今は、同研究所で初等教育研究会を立ち上げ主宰しています。
 
 そもそも、子どもたちの学ぶ意欲は何処から来るのでしょうか。様々にあると思いますが、ひとつには自身の将来をぼんやりと考え始めた時でしょうか。
それならば、将来かかわっていくであろう社会の側から子どもたちに働きかけてもらい、学ぶ意欲を応援してもらえないだろうか…。そのように考えた事がきっかけとなり、河合塾内で子どもたち向けの講演会を開催するようになりました。講師は企業や大学等の研究者です。
 
 講演後には、講演者を囲んで何でもありの質疑応答の時間を必ず設けます。その道のエキスパートは、どんな質問にも打てば響く答えを返してくれます。講演者の大人たちは、逆に子どもたちから発せられる突飛なアイデアに喜んで帰っていかれる。
大人も子どももひとつの場を共有する…その経験が、学びの意欲を育むのではないでしょうか。

課題 1:
抽出テキストのうち、「今は、同研究所で初等教育研究会を立ち上げ主宰しています。」で始まり「は企業や大学等の研究者です。」で終わる部分を、一字一句たがえずに打ち直してください。
課題 2:
下のリストの冒頭から始まり「355 143 383 163」を含む行で終わる範囲を、列名を「テキスト」と「値」とする2列のCSVに収めてください。文面ごとに1行とし、文面とそれに対応する答えをそれぞれ引用符で囲んだ1つの欄に入れ、改行は空白に置き換え、画像は含めないでください。

利用可能なデータ:
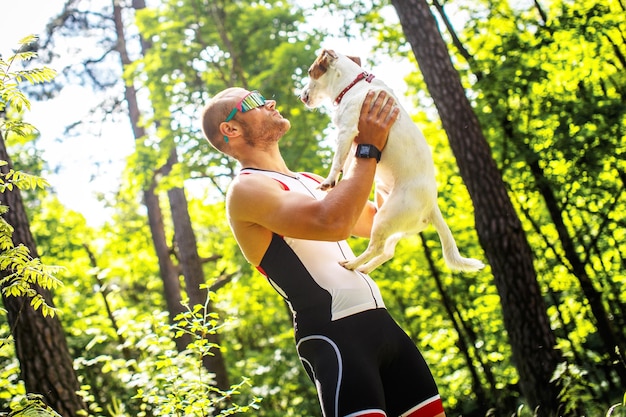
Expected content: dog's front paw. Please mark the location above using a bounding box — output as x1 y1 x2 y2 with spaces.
318 180 336 191
339 260 358 271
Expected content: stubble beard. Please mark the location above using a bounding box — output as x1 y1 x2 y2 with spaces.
241 119 291 150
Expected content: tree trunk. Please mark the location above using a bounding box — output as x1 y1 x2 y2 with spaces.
143 182 191 352
392 0 561 416
113 1 191 351
113 0 230 391
0 135 87 417
167 148 230 391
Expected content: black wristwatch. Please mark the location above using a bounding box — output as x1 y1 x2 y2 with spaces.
355 143 383 163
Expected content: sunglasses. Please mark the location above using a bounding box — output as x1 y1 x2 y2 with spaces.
224 90 266 142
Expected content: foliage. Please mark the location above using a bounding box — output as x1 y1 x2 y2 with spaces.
0 36 60 316
130 298 261 417
0 394 62 417
0 0 626 417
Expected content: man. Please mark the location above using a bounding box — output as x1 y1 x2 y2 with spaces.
202 88 445 417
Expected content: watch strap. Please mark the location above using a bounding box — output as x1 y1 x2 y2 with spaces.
355 143 382 163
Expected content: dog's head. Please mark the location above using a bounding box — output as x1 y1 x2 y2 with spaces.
300 49 361 108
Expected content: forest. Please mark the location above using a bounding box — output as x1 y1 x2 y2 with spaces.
0 0 626 417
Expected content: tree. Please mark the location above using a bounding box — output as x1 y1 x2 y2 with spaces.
0 37 86 417
392 0 561 416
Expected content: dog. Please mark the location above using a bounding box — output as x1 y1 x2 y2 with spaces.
300 49 484 273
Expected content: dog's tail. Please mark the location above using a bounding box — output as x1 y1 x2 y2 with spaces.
432 205 485 272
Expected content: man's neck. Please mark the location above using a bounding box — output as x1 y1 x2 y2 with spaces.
239 148 292 174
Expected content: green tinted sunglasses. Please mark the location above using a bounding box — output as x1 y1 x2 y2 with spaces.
224 90 266 142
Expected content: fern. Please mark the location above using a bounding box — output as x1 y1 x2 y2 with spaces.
0 35 61 317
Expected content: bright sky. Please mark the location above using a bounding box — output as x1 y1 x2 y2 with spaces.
0 0 407 226
0 0 133 225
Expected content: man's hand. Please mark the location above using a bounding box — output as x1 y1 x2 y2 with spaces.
354 90 400 151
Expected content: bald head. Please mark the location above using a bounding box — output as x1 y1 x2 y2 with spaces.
202 87 247 153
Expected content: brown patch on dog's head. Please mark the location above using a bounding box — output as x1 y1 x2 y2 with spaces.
347 55 361 67
309 49 338 80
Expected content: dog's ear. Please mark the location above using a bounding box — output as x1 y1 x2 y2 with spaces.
322 49 339 59
348 55 361 67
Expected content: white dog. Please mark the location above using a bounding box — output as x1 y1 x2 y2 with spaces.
300 50 484 273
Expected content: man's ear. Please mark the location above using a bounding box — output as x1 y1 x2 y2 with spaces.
220 120 240 142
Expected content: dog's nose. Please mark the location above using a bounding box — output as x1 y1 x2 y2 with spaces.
300 90 309 104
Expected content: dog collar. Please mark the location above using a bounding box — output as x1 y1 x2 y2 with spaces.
335 71 375 105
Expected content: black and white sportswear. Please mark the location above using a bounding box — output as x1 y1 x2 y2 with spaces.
240 168 443 417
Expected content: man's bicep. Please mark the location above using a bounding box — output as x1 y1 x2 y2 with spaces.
227 179 315 237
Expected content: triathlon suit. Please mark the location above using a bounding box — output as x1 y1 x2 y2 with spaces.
241 168 443 417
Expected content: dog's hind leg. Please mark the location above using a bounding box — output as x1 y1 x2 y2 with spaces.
432 206 485 272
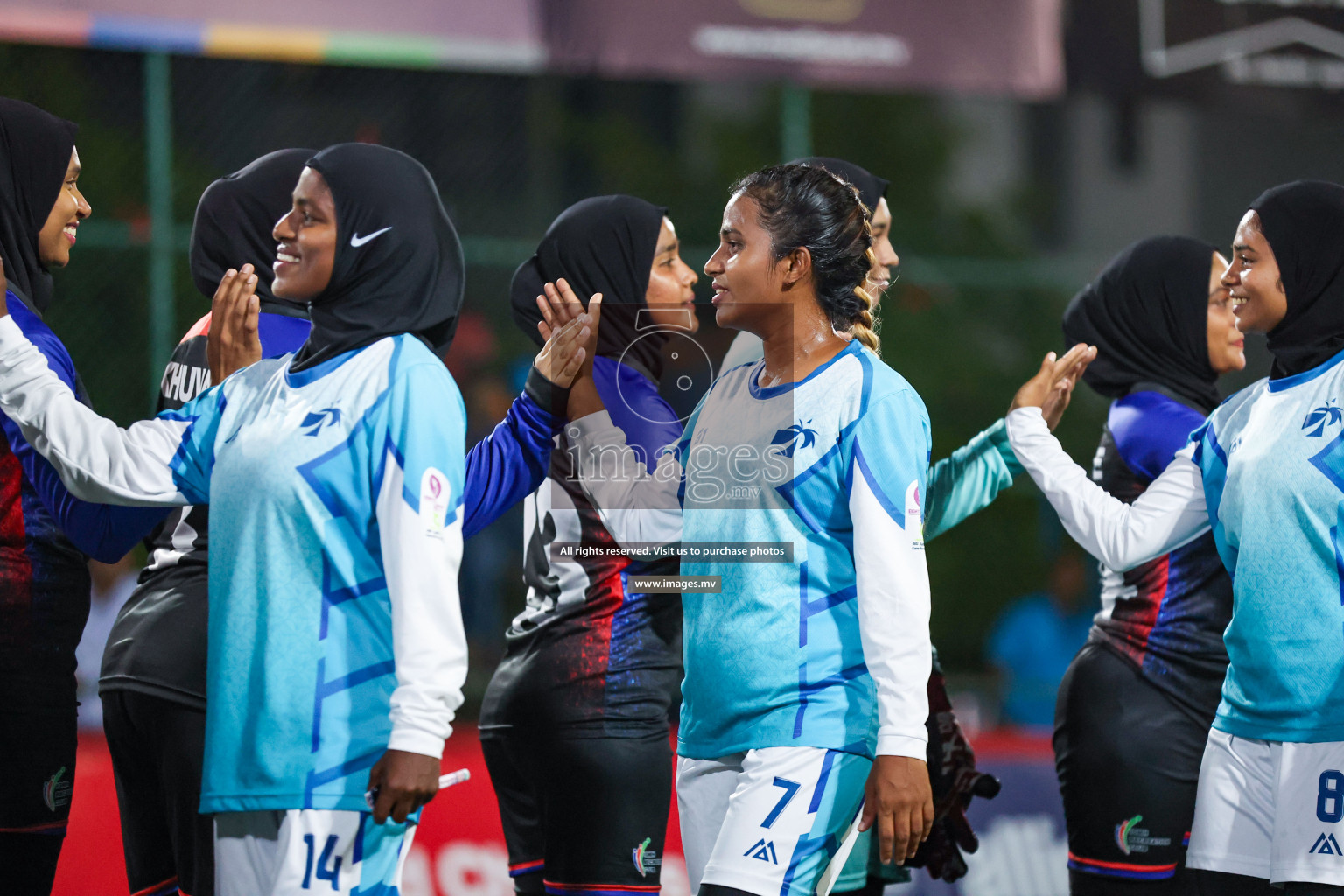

実行結果 1:
今は、同研究所で初等教育研究会を立ち上げ主宰しています。
 
 そもそも、子どもたちの学ぶ意欲は何処から来るのでしょうか。様々にあると思いますが、ひとつには自身の将来をぼんやりと考え始めた時でしょうか。
それならば、将来かかわっていくであろう社会の側から子どもたちに働きかけてもらい、学ぶ意欲を応援してもらえないだろうか…。そのように考えた事がきっかけとなり、河合塾内で子どもたち向けの講演会を開催するようになりました。講師は企業や大学等の研究者です。

実行結果 2:
テキスト,値
"Expected content: dog's front paw. Please mark the location above using a bounding box — output as x1 y1 x2 y2 with spaces.","318 180 336 191 339 260 358 271"
"Expected content: stubble beard. Please mark the location above using a bounding box — output as x1 y1 x2 y2 with spaces.","241 119 291 150"
"Expected content: tree trunk. Please mark the location above using a bounding box — output as x1 y1 x2 y2 with spaces.","143 182 191 352 392 0 561 416 113 1 191 351 113 0 230 391 0 135 87 417 167 148 230 391"
"Expected content: black wristwatch. Please mark the location above using a bounding box — output as x1 y1 x2 y2 with spaces.","355 143 383 163"